> Work to be completed
Write out the text of every item below word for word, leaving out the pictures.

+ + + + +

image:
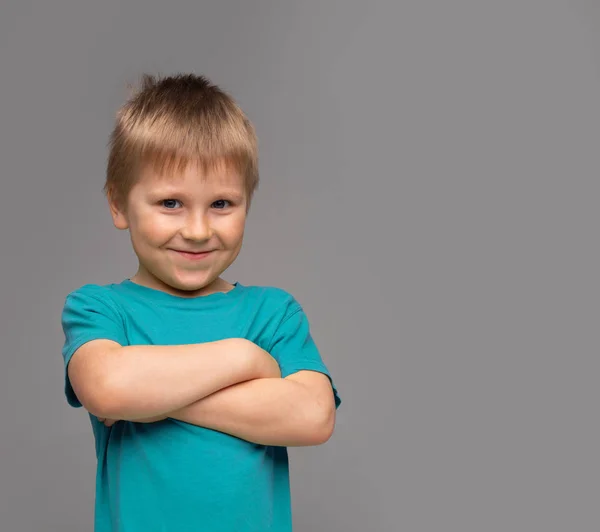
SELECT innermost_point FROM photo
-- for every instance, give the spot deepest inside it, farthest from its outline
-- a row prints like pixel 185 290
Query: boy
pixel 194 386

+ + + + +

> Solution for this exercise
image:
SELECT innermost_point FROM photo
-- for every instance, give the spot deepest inside it, farthest from its outline
-- a row prints like pixel 185 290
Query: boy
pixel 194 386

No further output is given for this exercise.